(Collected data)

* Start *

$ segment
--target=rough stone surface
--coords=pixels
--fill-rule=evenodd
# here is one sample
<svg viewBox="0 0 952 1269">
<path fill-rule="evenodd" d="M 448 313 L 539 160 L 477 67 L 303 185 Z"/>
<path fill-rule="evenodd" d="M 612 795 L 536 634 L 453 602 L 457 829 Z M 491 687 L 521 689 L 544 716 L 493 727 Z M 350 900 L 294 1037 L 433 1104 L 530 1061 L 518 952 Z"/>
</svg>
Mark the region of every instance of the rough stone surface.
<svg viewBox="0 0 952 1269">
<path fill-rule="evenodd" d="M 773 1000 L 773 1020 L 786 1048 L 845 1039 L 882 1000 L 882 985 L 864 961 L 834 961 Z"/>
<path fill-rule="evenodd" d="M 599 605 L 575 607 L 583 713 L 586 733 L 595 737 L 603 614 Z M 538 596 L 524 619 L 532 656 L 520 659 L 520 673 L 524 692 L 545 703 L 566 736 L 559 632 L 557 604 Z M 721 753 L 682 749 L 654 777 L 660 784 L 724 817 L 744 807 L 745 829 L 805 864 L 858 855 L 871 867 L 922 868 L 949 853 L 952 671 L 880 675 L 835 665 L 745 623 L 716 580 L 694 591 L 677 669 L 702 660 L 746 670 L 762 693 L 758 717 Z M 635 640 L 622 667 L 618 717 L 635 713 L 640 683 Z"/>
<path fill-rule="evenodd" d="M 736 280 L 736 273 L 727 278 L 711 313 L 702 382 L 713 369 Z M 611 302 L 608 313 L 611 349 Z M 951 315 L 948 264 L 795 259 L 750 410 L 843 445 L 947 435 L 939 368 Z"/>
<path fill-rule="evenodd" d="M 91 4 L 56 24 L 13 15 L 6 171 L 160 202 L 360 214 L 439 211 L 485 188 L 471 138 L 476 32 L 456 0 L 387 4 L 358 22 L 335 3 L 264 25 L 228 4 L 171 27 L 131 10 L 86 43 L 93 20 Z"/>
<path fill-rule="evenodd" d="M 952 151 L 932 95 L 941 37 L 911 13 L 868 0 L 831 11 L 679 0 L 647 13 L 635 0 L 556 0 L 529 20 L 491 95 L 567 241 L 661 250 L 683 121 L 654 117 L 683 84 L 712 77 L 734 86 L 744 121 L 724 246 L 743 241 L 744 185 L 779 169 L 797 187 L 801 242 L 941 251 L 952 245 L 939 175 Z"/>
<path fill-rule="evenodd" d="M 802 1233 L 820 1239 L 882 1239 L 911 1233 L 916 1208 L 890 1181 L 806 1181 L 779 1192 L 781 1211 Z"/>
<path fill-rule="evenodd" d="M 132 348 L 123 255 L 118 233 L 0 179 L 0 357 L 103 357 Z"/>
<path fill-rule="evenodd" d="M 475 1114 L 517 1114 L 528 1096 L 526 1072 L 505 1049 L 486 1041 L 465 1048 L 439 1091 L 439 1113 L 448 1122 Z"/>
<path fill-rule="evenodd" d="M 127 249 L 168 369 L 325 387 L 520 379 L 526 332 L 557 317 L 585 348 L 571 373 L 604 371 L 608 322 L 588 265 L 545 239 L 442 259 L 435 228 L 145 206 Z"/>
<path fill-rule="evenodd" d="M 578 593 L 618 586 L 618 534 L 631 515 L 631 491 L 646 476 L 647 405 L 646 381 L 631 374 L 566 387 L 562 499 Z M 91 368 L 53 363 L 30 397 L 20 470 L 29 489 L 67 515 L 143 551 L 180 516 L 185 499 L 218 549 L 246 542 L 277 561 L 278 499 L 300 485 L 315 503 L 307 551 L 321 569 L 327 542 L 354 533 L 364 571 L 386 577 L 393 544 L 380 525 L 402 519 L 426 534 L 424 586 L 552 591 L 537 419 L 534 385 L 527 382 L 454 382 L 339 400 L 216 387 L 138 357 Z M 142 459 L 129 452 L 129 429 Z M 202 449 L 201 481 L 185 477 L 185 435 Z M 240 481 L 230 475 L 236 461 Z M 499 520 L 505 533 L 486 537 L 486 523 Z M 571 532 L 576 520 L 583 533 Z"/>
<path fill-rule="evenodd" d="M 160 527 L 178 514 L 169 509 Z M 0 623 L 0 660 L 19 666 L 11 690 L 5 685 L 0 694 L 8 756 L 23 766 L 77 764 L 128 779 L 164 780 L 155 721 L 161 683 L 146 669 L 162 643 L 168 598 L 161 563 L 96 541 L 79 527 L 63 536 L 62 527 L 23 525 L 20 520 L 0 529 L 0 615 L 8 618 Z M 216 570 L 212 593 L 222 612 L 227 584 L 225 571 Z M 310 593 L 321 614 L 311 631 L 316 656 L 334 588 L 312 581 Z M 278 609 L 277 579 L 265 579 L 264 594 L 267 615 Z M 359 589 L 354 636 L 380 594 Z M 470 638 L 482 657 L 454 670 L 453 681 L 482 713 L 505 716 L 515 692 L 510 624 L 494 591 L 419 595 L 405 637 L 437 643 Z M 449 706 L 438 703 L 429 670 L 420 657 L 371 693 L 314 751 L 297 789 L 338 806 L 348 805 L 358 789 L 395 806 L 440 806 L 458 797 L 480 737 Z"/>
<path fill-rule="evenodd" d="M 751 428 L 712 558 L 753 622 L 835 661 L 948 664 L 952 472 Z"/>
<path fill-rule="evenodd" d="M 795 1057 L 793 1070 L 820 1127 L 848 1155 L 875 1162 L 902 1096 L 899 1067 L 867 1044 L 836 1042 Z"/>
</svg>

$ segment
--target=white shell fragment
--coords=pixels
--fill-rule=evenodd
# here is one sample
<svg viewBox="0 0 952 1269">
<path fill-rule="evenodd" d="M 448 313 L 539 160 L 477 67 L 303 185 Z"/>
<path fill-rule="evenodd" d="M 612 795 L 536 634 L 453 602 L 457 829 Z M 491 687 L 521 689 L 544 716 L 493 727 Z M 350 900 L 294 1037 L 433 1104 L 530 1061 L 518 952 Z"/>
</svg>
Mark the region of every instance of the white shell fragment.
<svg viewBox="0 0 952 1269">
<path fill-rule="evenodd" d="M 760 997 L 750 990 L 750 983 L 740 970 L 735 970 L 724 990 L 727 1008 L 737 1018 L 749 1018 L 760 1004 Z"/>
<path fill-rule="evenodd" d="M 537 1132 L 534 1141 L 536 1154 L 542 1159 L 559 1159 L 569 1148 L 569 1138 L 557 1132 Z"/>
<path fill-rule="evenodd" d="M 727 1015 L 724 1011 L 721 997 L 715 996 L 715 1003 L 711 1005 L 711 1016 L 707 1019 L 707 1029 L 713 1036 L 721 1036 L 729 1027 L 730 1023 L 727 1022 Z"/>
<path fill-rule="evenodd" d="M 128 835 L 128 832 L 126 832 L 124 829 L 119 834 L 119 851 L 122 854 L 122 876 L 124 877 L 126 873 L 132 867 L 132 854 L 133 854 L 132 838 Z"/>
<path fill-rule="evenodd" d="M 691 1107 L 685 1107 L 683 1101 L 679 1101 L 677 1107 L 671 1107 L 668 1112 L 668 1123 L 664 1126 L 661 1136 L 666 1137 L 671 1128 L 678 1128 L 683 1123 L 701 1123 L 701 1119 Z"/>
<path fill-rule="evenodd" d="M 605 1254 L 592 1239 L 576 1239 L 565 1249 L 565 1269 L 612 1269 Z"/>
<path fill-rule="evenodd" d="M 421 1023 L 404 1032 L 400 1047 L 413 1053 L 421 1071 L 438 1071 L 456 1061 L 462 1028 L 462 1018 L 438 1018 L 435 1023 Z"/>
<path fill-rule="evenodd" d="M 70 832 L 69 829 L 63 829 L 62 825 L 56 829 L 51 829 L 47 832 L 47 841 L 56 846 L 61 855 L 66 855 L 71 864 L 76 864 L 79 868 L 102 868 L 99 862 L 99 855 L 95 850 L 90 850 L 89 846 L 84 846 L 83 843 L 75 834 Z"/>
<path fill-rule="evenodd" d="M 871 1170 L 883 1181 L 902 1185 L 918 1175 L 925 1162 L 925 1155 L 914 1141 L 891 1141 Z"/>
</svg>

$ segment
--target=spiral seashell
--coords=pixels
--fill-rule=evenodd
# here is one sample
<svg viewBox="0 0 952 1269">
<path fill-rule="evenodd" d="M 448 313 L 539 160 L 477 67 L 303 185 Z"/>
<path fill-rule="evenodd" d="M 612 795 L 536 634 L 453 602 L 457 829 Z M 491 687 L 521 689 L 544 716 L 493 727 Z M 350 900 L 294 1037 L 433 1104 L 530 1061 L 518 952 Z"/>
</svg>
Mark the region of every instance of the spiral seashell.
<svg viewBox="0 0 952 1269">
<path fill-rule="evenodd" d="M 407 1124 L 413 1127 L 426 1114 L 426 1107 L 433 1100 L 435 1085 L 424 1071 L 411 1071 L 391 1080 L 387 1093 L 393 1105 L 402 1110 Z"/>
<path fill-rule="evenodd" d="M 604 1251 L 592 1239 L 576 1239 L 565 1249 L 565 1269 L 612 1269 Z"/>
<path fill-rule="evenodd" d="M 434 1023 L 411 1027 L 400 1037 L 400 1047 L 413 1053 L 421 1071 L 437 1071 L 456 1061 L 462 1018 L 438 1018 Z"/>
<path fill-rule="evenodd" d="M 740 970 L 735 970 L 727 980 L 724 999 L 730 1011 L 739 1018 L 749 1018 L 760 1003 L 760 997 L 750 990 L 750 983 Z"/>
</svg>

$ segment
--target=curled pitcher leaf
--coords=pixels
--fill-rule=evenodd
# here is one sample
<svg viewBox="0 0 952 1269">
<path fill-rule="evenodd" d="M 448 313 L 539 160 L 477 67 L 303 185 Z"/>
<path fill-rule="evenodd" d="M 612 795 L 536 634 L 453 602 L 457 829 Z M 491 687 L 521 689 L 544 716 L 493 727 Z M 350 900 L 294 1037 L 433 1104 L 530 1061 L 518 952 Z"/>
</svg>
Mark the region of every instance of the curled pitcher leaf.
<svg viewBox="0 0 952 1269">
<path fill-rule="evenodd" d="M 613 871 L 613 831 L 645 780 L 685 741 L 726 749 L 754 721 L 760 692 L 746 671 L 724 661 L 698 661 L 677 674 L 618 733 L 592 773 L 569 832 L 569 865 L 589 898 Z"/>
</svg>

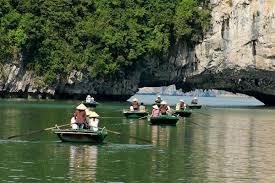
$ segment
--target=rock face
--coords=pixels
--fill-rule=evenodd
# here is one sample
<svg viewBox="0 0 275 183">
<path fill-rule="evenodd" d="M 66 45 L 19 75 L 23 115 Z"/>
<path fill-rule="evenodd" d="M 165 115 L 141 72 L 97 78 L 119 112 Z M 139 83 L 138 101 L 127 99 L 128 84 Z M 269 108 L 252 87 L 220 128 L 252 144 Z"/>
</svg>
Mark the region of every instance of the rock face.
<svg viewBox="0 0 275 183">
<path fill-rule="evenodd" d="M 201 43 L 173 45 L 169 55 L 146 58 L 116 78 L 73 71 L 45 86 L 18 63 L 0 66 L 2 96 L 126 99 L 144 86 L 175 84 L 185 91 L 222 89 L 275 105 L 275 1 L 211 0 L 212 27 Z"/>
</svg>

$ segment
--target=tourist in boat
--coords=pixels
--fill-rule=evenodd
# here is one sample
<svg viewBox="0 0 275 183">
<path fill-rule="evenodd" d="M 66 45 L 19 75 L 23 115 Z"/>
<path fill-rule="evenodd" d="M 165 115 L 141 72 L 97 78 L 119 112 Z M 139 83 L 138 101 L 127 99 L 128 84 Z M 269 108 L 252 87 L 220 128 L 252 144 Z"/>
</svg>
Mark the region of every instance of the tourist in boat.
<svg viewBox="0 0 275 183">
<path fill-rule="evenodd" d="M 155 103 L 156 103 L 157 105 L 160 105 L 161 102 L 162 102 L 162 99 L 161 99 L 160 95 L 158 95 L 158 97 L 157 97 L 156 100 L 155 100 Z"/>
<path fill-rule="evenodd" d="M 193 100 L 191 101 L 191 104 L 198 104 L 198 98 L 194 97 Z"/>
<path fill-rule="evenodd" d="M 151 116 L 158 116 L 159 115 L 159 107 L 158 105 L 153 105 Z"/>
<path fill-rule="evenodd" d="M 138 99 L 134 98 L 130 106 L 130 111 L 137 111 L 137 110 L 139 110 L 139 103 L 138 103 Z"/>
<path fill-rule="evenodd" d="M 80 104 L 76 107 L 74 116 L 71 119 L 72 129 L 83 129 L 86 123 L 86 112 L 87 107 L 84 104 Z"/>
<path fill-rule="evenodd" d="M 185 110 L 186 107 L 187 107 L 187 105 L 184 102 L 184 100 L 180 100 L 180 102 L 177 103 L 177 105 L 176 105 L 176 110 Z"/>
<path fill-rule="evenodd" d="M 91 95 L 87 95 L 86 97 L 86 103 L 92 103 L 92 98 Z"/>
<path fill-rule="evenodd" d="M 170 114 L 171 109 L 170 109 L 170 107 L 168 106 L 168 104 L 167 104 L 166 101 L 162 101 L 162 102 L 160 103 L 159 111 L 160 111 L 160 114 L 161 114 L 161 115 Z"/>
<path fill-rule="evenodd" d="M 143 102 L 140 103 L 139 112 L 146 112 L 146 108 Z"/>
<path fill-rule="evenodd" d="M 98 131 L 98 123 L 99 123 L 99 115 L 94 112 L 94 111 L 88 111 L 87 112 L 88 116 L 88 129 L 93 130 L 93 131 Z"/>
</svg>

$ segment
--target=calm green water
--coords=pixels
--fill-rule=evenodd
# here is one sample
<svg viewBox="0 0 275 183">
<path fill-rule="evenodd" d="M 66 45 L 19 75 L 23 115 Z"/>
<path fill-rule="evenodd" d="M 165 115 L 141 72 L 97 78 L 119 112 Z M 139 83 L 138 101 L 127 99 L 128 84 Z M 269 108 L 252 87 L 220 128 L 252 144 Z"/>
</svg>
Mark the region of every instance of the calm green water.
<svg viewBox="0 0 275 183">
<path fill-rule="evenodd" d="M 212 106 L 219 103 L 204 100 Z M 101 103 L 96 111 L 114 118 L 101 119 L 100 125 L 124 135 L 109 133 L 98 146 L 61 143 L 50 132 L 5 140 L 66 123 L 78 101 L 0 100 L 0 180 L 275 182 L 275 109 L 255 107 L 250 98 L 234 100 L 239 100 L 234 107 L 204 107 L 166 127 L 124 119 L 127 103 Z M 244 101 L 253 107 L 238 107 Z"/>
</svg>

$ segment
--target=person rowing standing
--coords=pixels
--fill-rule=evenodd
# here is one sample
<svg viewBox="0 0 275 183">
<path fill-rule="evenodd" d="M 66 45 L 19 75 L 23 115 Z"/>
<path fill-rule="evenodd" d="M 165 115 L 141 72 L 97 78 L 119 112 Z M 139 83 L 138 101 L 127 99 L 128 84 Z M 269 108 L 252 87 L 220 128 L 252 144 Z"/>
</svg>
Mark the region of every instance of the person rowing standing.
<svg viewBox="0 0 275 183">
<path fill-rule="evenodd" d="M 87 107 L 84 104 L 80 104 L 76 107 L 76 111 L 74 112 L 74 116 L 71 118 L 71 126 L 72 129 L 83 129 L 86 119 L 86 112 L 85 110 Z"/>
<path fill-rule="evenodd" d="M 134 98 L 130 106 L 130 111 L 137 111 L 138 109 L 139 109 L 138 99 Z"/>
</svg>

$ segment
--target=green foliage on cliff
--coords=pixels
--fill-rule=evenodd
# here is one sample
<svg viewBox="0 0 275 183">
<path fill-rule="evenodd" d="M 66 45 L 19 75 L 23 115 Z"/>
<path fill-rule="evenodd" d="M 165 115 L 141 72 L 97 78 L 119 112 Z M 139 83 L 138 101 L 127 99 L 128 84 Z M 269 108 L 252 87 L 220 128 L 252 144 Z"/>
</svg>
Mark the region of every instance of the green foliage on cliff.
<svg viewBox="0 0 275 183">
<path fill-rule="evenodd" d="M 0 60 L 53 83 L 71 70 L 113 75 L 209 27 L 208 0 L 0 0 Z"/>
</svg>

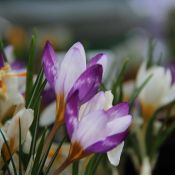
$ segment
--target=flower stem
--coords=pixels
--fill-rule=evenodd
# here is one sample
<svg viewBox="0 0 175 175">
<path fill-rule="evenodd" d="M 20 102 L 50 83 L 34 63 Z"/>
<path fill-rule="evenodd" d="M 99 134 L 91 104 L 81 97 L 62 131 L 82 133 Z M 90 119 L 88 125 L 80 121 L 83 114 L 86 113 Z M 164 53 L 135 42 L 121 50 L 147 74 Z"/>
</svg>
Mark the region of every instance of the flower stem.
<svg viewBox="0 0 175 175">
<path fill-rule="evenodd" d="M 66 159 L 63 164 L 57 168 L 52 175 L 59 175 L 67 166 L 69 166 L 72 163 L 70 159 Z"/>
<path fill-rule="evenodd" d="M 57 132 L 57 130 L 59 129 L 59 127 L 61 126 L 62 123 L 55 123 L 54 126 L 52 127 L 49 135 L 46 138 L 46 142 L 44 144 L 44 148 L 43 148 L 43 153 L 45 151 L 47 151 L 47 149 L 49 148 L 50 143 L 52 142 L 52 140 L 55 137 L 55 134 Z"/>
</svg>

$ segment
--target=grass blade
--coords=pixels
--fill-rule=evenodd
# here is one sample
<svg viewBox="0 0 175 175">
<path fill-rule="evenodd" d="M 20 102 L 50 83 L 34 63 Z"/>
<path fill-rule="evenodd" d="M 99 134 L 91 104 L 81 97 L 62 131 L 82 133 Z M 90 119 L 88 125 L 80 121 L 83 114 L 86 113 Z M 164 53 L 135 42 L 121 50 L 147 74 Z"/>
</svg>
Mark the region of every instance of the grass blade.
<svg viewBox="0 0 175 175">
<path fill-rule="evenodd" d="M 19 119 L 19 175 L 22 175 L 21 121 Z"/>
<path fill-rule="evenodd" d="M 78 175 L 79 172 L 79 160 L 76 160 L 72 164 L 72 175 Z"/>
<path fill-rule="evenodd" d="M 11 153 L 11 151 L 10 151 L 10 147 L 9 147 L 9 145 L 8 145 L 8 143 L 7 143 L 7 140 L 6 140 L 6 138 L 5 138 L 5 136 L 4 136 L 4 134 L 3 134 L 3 132 L 2 132 L 1 129 L 0 129 L 0 133 L 1 133 L 2 137 L 3 137 L 3 140 L 4 140 L 4 142 L 5 142 L 5 145 L 6 145 L 8 154 L 9 154 L 9 156 L 10 156 L 10 160 L 11 160 L 11 162 L 12 162 L 12 167 L 13 167 L 13 170 L 14 170 L 14 174 L 17 175 L 17 171 L 16 171 L 15 163 L 14 163 L 14 161 L 13 161 L 12 153 Z"/>
<path fill-rule="evenodd" d="M 52 167 L 53 162 L 55 161 L 55 159 L 56 159 L 56 157 L 57 157 L 57 155 L 58 155 L 58 153 L 59 153 L 59 151 L 61 149 L 61 146 L 63 145 L 63 143 L 65 142 L 65 140 L 66 140 L 66 137 L 63 138 L 63 140 L 59 143 L 59 145 L 58 145 L 58 147 L 57 147 L 57 149 L 56 149 L 56 151 L 55 151 L 55 153 L 54 153 L 51 161 L 49 162 L 48 167 L 46 168 L 46 171 L 45 171 L 44 175 L 47 175 L 49 173 L 50 168 Z M 76 175 L 78 175 L 78 174 L 76 174 Z"/>
<path fill-rule="evenodd" d="M 95 154 L 89 161 L 86 170 L 85 175 L 93 175 L 95 174 L 97 167 L 99 163 L 101 162 L 103 158 L 103 154 Z"/>
<path fill-rule="evenodd" d="M 145 87 L 145 85 L 149 82 L 149 80 L 152 78 L 152 75 L 148 76 L 146 78 L 146 80 L 139 86 L 136 87 L 135 90 L 133 91 L 130 99 L 129 99 L 129 106 L 130 106 L 130 111 L 134 105 L 135 99 L 137 98 L 137 96 L 140 94 L 140 92 L 142 91 L 142 89 Z"/>
<path fill-rule="evenodd" d="M 36 48 L 36 36 L 32 35 L 30 49 L 29 49 L 28 64 L 27 64 L 26 101 L 28 101 L 30 97 L 30 93 L 33 86 L 35 48 Z"/>
</svg>

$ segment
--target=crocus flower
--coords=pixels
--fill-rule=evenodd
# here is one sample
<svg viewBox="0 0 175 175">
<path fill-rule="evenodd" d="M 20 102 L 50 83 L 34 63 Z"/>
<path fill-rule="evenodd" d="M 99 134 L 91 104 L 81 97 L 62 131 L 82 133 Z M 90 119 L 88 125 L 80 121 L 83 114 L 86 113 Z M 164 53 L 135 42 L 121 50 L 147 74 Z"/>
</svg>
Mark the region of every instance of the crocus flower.
<svg viewBox="0 0 175 175">
<path fill-rule="evenodd" d="M 161 66 L 152 66 L 146 69 L 146 63 L 144 62 L 138 71 L 136 86 L 140 86 L 150 75 L 152 75 L 151 79 L 139 95 L 145 120 L 148 120 L 158 108 L 169 104 L 175 99 L 172 70 Z"/>
<path fill-rule="evenodd" d="M 79 109 L 78 91 L 70 97 L 65 122 L 71 148 L 65 164 L 91 153 L 108 152 L 110 162 L 118 165 L 132 117 L 127 103 L 112 106 L 112 98 L 110 92 L 99 92 Z"/>
<path fill-rule="evenodd" d="M 12 115 L 17 106 L 24 104 L 24 98 L 19 92 L 18 76 L 25 76 L 25 73 L 14 72 L 0 55 L 0 121 Z"/>
<path fill-rule="evenodd" d="M 1 127 L 1 131 L 3 132 L 6 140 L 8 142 L 11 153 L 13 154 L 19 148 L 19 121 L 21 124 L 21 143 L 29 143 L 28 136 L 30 135 L 29 128 L 33 121 L 33 110 L 22 108 L 19 112 L 17 112 L 12 119 L 8 120 L 4 126 Z M 1 134 L 0 134 L 1 135 Z M 6 146 L 2 135 L 0 136 L 0 152 L 4 151 L 6 160 L 8 160 L 9 154 L 6 150 Z M 27 150 L 24 148 L 24 150 Z"/>
<path fill-rule="evenodd" d="M 77 89 L 81 103 L 85 103 L 96 94 L 102 79 L 102 65 L 105 62 L 106 56 L 98 54 L 86 65 L 84 48 L 78 42 L 59 63 L 51 44 L 46 43 L 43 53 L 44 73 L 56 94 L 56 123 L 64 122 L 65 102 Z M 49 124 L 53 123 L 54 119 L 55 116 L 50 117 Z"/>
</svg>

* End *

Lay out the lines from the beginning of the rows through the line containing "736 280 L 736", inclusive, as a numbered list, skipping any blank lines.

TASK RESPONSE
1. $ segment
2. --target=rough stone surface
3. --coords=pixels
4. --fill-rule=evenodd
5. # here is one sample
6. <svg viewBox="0 0 952 1269">
7. <path fill-rule="evenodd" d="M 448 313 L 539 160 L 477 67 L 303 185 Z"/>
8. <path fill-rule="evenodd" d="M 612 795 L 536 634 L 453 602 L 457 829 Z M 491 687 L 521 689 L 544 716 L 493 727 Z M 350 900 L 294 1037 L 433 1104 L 530 1061 L 518 952 Z"/>
9. </svg>
10. Mark the region of every instance of the rough stone surface.
11. <svg viewBox="0 0 952 1269">
12. <path fill-rule="evenodd" d="M 773 1000 L 773 1020 L 786 1048 L 845 1039 L 882 1000 L 882 985 L 864 961 L 834 961 Z"/>
13. <path fill-rule="evenodd" d="M 599 605 L 575 607 L 583 713 L 586 733 L 595 737 L 603 614 Z M 538 596 L 524 619 L 532 656 L 520 659 L 520 673 L 524 692 L 545 703 L 566 736 L 559 632 L 557 604 Z M 721 753 L 682 749 L 654 777 L 660 784 L 724 817 L 744 807 L 745 829 L 805 864 L 858 855 L 871 867 L 922 868 L 949 853 L 952 671 L 880 675 L 835 665 L 745 623 L 716 580 L 694 591 L 677 669 L 702 660 L 746 670 L 762 693 L 758 717 Z M 635 640 L 622 667 L 618 717 L 635 713 L 640 683 Z"/>
14. <path fill-rule="evenodd" d="M 736 280 L 736 273 L 727 278 L 711 313 L 702 382 L 713 369 Z M 611 302 L 608 313 L 611 349 Z M 951 315 L 948 264 L 795 259 L 750 410 L 843 445 L 947 435 L 939 368 Z"/>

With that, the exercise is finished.